## Tasks:
A – Using the column on Newcastle's FA Cup draw below, state whether each statement agrees with it, answering yes or no and quoting the deciding words: (i) Newcastle's cup opponents sit seven tiers below them; (ii) if Yeading stay top of the Ryman League, they will play in the Conference next season; (iii) Harrogate Town belongs to Nationwide North.
B – Carry on the column on Newcastle's FA Cup draw below, starting after its last sentence.

## Extract provided:
────────────────────

POOR old Freddy Shepherd. No sooner had he offered the view that football's minnows are mere sprat to be gobbled up by the Premiership sharks than his team were handed an FA Cup trip to an uncharted West London backwater.
Freddy will presumably have an alternative engagement on January 8. The embarrassment would be unbearable if Newcastle lost to a team seven tiers - and 126 places - down the football pyramid.
Still, at least Yeading are in the pyramid, which is why it is folly to compare them with fellow FA Vase winners such as Whickham and Guisborough. Yeading have taken their chance to move up and if they stay top of the Ryman League will be in Nationwide South next season, one step from the Conference.
Nationwide North includes Worcester, Redditch and Nuneaton, with the nearest thing to a North-East team being Harrogate Town. Doubtless there are very sound financial reasons for the region's clubs rejecting the pyramid, but as Lennox Lewis said this week: "What you need in life is an opportunity."

────────────────────

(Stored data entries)

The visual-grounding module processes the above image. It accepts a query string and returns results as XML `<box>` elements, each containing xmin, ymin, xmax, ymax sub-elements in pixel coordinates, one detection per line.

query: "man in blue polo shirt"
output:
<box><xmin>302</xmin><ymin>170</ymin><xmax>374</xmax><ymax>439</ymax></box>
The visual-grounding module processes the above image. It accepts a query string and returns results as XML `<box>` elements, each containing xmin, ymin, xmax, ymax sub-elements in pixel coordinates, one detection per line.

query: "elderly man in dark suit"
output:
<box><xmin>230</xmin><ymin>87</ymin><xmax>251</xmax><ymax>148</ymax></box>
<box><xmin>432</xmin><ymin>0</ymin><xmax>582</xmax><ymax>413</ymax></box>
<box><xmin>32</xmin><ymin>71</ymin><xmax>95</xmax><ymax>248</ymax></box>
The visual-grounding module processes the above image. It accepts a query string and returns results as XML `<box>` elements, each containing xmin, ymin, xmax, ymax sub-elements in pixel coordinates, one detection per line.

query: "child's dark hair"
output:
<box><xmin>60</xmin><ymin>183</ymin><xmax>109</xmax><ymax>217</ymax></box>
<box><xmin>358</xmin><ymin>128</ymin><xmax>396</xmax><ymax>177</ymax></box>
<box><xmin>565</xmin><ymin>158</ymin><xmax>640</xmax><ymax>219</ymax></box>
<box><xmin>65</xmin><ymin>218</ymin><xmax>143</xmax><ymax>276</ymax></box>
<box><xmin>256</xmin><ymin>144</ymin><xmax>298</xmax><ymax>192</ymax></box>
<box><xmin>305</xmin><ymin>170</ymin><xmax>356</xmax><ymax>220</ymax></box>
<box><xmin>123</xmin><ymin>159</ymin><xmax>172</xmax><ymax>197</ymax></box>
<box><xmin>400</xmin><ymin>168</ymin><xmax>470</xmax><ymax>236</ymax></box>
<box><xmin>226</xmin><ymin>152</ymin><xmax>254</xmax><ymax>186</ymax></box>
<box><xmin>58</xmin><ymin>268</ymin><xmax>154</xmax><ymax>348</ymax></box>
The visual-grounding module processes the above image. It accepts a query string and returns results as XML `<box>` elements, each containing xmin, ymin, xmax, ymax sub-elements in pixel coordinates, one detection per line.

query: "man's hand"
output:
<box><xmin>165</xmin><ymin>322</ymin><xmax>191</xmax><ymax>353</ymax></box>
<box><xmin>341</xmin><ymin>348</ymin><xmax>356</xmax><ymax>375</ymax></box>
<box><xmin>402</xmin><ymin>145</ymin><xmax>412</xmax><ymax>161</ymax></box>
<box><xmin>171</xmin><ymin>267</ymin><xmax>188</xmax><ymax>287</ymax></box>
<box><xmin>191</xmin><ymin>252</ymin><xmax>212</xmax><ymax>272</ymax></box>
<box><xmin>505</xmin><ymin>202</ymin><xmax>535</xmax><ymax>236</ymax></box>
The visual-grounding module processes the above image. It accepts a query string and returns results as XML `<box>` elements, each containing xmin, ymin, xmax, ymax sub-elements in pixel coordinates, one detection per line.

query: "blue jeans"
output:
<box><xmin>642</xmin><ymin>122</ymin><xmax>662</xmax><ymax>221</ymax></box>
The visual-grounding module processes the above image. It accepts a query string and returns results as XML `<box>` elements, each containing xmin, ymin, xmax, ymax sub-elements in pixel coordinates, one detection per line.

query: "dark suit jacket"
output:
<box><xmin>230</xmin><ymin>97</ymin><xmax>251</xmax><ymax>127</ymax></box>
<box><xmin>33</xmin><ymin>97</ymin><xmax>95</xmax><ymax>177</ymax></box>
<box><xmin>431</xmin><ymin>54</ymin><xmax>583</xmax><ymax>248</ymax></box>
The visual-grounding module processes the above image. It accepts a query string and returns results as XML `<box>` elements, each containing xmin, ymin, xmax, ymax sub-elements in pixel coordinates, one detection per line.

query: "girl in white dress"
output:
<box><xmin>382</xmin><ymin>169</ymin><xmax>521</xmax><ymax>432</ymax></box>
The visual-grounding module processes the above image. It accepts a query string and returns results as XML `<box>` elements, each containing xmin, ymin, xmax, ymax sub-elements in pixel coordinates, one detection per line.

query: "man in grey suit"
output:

────────────────────

## Task-by-task answers:
A –
(i) Yes: "a team seven tiers - and 126 places - down the football pyramid"
(ii) No: "if they stay top of the Ryman League will be in Nationwide South next season, one step from the Conference"
(iii) Yes: "Nationwide North includes Worcester, Redditch and Nuneaton, with the nearest thing to a North-East team being Harrogate Town"

B –
LEWIS was talking about Danny Williams, who tomorrow has the unlikely opportunity to become heavyweight champion of the world, thereby ending a year which began with his surrender of the British and Commonwealth titles to a no-hoper.
Little makes sense in the crazy world of heavyweight boxing, but when Williams was subsequently given the opportunity to provide a well-paid punchbag for Mike Tyson he confounded all expectations by beating the crazed cannibal. And now this.
No-one expects him to beat Vitali Klitschko, who is six inches taller and has an incredible 15-inch reach advantage. But no-one expected Cassius Clay to beat Sonny Liston. It's an opportunity which has apparently focused Williams' mind like never before and if he loses it won't be for the want of trying.
WHAT with all this one-day nonsense, it's easy to forget that England will be spoilt for choice in their batting line-up for the Test series in South Africa. Thorpe, Strauss, Butcher and Key are fighting for three middle order places with Collingwood as second reserve. And they've sent Ian Bell home, not to mention Kevin Pietersen.
I can't say I'm happy about Pietersen breaking into the England set-up. He left South Africa because of the quota system, which has been described as "apartheid in reverse" and likened to the policy which is ruining Zimbabwe cricket.
The official line in South Africa is that teams are now selected on merit, but Clive Rice, one of the country's leading cricket figures of the last 30 years, says this is "absolute bullshit".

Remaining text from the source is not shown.